- Yönergeler:
• 1. Türkmen adıyla ilgili metne göre Golden, Oğuz ve Karluk gruplarının en belirgin ortak ve ayırt edici özelliği olarak neyi gösteriyor?
• 2. Türkmen adıyla ilgili metni son cümlesinden sonra sürdürün.

- Verilen Metin:
────────────────

• Sonuç bulunamadı

Türkmenlik ve Türkmen Kimliğinin İnşası Süreci …

Belgede Türkmen kimliği ve ruhname (sayfa 55-59)

BÖLÜM 3: TÜRKMEN KİMLİĞİ VE RUHNAME

3.3. Türkmenlik ve Türkmen Kimliğinin İnşası Süreci …

“Türkmen” adı üzerine çok sayıda yorum ve çalışma yapılmıştır. Üzerinde en fazla durulan ve en çok taraftar desteği bulduğu düşülen çalışmalar ise Peter B. Golden ve Sergey G. Agacanov’a ait olandır (Necef ve Berdiyev, 2003:28).

Peter B. Golden, Samaniler döneminde Orta Asya’da İslamiyet’i kabul eden Türklerden yalnız ikisi Oğuz ve Karluk grupları için “Türkmen” adının kullanıldığını belirtmektedir. Golden’e göre, “…O sırada Türkmen Deyiminin gerek Oğuz ve gerekse Karluk grupları için kullanıldığını biliyoruz. Bunların en belirgin ortak ve ayırt edici özelliği Müslüman olmalarıdır” (Golden, 2000:473).

────────────────

- Verilen Kayıtlar:

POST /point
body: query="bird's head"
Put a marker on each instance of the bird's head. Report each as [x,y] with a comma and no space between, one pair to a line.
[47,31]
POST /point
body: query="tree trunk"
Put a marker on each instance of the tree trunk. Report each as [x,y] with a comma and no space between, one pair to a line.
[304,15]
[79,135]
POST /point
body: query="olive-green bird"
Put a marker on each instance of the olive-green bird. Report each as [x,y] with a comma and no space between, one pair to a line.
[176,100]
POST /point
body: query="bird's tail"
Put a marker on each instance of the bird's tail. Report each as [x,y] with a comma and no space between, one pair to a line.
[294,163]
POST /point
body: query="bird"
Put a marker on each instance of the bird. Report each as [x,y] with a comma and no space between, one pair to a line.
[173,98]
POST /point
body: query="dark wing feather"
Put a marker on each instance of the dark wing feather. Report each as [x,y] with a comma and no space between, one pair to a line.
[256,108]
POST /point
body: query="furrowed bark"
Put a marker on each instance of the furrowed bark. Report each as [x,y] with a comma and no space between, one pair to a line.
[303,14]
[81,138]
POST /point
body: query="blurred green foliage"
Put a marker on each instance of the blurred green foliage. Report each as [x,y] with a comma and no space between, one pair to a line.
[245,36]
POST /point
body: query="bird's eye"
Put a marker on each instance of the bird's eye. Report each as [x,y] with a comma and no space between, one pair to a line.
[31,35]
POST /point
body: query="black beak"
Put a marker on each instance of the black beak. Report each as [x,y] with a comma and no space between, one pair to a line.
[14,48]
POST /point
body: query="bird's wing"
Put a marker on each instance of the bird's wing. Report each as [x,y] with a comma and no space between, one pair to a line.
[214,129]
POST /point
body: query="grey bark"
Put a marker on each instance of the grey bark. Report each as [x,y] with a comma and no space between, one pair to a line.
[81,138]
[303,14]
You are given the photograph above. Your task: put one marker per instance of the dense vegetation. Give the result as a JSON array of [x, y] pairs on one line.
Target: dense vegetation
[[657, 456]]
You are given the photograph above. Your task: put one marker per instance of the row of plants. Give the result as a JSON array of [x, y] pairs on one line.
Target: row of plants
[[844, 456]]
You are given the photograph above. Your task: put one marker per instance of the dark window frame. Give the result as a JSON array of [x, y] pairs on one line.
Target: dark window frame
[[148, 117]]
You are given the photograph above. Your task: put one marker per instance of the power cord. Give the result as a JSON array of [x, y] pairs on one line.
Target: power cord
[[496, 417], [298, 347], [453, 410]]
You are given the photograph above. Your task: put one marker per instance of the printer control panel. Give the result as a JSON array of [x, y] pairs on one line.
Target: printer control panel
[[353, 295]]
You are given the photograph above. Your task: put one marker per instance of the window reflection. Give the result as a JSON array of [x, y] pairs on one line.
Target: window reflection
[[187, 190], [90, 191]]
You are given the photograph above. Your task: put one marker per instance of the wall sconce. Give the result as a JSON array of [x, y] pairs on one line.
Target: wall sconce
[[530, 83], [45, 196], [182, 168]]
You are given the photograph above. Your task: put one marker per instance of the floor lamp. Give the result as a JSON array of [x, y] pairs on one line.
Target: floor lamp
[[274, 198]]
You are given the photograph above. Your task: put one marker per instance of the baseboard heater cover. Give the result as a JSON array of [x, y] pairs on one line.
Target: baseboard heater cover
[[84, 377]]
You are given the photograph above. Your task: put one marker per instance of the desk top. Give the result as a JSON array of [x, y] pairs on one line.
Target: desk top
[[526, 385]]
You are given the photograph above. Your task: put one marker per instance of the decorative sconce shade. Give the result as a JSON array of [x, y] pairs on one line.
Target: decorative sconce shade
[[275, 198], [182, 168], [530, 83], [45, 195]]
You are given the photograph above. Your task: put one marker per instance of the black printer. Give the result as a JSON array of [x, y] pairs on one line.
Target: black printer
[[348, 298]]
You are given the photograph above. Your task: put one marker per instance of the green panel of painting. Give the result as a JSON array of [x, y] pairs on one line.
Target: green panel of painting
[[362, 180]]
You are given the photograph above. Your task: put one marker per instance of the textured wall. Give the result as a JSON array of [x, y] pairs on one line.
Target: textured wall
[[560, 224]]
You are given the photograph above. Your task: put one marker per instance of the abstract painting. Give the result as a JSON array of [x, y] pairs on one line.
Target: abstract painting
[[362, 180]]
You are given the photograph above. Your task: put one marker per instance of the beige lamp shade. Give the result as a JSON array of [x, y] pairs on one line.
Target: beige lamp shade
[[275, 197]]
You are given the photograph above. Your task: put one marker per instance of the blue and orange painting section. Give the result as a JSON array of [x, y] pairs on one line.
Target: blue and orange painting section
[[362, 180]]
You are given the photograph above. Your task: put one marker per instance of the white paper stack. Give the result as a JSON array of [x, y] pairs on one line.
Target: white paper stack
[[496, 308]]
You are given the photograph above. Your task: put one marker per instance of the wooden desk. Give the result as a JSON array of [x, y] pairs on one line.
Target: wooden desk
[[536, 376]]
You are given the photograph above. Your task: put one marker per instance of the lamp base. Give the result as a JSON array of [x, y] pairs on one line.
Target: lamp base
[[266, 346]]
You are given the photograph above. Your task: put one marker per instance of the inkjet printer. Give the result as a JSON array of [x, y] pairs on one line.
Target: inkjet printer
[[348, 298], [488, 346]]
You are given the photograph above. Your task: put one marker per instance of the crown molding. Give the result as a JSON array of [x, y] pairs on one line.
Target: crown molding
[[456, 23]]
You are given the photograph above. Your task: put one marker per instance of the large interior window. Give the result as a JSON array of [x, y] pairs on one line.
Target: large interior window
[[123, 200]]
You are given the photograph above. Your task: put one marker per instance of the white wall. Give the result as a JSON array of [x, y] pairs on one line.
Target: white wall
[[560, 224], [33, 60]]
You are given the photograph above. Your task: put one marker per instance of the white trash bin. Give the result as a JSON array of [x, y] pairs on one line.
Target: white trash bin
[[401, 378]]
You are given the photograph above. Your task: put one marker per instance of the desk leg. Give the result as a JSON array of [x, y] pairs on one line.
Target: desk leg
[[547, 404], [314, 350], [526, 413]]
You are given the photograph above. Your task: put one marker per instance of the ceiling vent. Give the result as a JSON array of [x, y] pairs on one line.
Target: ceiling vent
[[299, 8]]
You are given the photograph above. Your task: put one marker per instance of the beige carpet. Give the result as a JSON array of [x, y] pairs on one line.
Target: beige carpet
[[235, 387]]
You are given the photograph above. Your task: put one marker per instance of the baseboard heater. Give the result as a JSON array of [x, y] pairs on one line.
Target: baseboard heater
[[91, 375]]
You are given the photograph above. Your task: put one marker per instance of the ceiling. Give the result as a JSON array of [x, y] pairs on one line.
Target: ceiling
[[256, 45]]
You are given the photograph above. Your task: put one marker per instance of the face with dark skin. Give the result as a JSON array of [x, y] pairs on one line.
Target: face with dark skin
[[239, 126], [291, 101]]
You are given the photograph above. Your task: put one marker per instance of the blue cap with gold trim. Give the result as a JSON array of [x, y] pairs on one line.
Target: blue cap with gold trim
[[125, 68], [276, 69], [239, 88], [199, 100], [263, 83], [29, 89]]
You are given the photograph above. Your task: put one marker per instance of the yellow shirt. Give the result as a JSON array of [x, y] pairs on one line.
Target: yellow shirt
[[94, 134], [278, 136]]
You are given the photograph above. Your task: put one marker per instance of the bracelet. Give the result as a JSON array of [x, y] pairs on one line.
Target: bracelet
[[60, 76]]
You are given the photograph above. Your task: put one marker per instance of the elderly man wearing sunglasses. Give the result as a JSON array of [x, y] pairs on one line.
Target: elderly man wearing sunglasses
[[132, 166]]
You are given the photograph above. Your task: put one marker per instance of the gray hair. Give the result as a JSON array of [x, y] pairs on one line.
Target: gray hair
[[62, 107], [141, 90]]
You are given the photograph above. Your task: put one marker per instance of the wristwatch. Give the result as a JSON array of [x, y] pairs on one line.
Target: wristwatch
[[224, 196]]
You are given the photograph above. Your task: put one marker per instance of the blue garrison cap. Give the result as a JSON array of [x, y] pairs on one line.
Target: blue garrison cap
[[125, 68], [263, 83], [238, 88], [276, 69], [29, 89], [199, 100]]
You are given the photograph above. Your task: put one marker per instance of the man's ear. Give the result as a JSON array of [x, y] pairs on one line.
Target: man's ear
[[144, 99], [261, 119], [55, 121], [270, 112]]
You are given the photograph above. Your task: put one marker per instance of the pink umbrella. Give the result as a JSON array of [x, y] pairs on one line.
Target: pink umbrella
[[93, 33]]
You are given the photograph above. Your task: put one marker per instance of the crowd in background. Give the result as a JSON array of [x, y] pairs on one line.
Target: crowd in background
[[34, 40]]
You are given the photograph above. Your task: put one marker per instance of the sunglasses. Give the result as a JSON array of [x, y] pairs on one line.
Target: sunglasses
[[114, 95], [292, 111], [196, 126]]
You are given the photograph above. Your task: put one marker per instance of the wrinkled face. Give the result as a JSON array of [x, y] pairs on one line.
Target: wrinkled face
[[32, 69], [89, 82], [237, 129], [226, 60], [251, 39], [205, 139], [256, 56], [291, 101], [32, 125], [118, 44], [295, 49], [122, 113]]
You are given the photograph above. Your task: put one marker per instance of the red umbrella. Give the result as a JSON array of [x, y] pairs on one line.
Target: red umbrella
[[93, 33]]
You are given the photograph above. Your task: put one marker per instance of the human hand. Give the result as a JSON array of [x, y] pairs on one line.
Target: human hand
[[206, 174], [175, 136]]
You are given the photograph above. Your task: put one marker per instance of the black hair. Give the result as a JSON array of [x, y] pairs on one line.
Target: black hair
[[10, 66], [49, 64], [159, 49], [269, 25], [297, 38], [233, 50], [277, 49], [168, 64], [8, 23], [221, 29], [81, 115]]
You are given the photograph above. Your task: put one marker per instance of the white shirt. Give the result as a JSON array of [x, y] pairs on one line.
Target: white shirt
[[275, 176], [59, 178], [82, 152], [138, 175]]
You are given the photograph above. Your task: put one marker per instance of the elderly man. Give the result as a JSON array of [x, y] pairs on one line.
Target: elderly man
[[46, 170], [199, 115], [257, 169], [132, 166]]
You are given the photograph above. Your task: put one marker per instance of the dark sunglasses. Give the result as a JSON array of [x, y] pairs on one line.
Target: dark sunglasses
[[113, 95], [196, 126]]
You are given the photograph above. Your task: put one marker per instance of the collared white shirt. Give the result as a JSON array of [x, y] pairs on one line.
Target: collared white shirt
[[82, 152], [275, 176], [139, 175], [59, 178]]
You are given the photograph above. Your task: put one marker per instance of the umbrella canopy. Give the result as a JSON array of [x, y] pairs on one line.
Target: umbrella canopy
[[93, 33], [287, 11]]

────────────────

- Beklenen Çıktılar:
• 1. Müslüman olmalarını.

• 2.
Konunun diğer uzmanı Agacanov’a göre, Karluk ve Oğuzlar’ın İslam devletine sınır ülkeler olmalarını, yapılan İslami fetihler sonucu büyük bir Karluk ve Oğuz nüfusunun Samaniler Devleti’nin İdaresinde bulunduklarını esas göstererek bunlar arasında ister gönüllü, isterse de zorla İslamı kabul edenlere Müslüman kaynaklar tarafından “Türkmen” adı verimektedir (Necef ve Berdiyev, 2003:29).

İlerleyen dönemlerde Oğuzlar tarafından yaygın olarak benimsenen “Türkmen” adı, Selçukluların tarih sahnesine ve ardından Gazneli Devleti’nin yıkılmasıyla oluşan Büyük Selçuklu İmparatorluğu ile Sırderya’dan Bizans sınırlarına kadar Orta Asya, Yakın ve Orta Doğu ile Kafkasya’daki geniş Türk kitlelerin ortak ismi haline gelmiştir (Necef ve Berdiyev, 2003:29).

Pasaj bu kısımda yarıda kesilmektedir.